### TASK STATEMENT
Reproduce the following records line for line, with no changes.

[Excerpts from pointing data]

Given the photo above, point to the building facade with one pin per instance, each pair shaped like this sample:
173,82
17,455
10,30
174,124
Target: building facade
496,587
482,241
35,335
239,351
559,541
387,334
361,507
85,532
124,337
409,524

### ANSWER
Given the photo above, point to the building facade with one pin per instance, each pair shaped like this sample:
173,82
17,455
10,30
174,124
Target: building facade
496,587
482,241
35,335
239,351
559,541
387,334
361,507
85,532
124,337
409,524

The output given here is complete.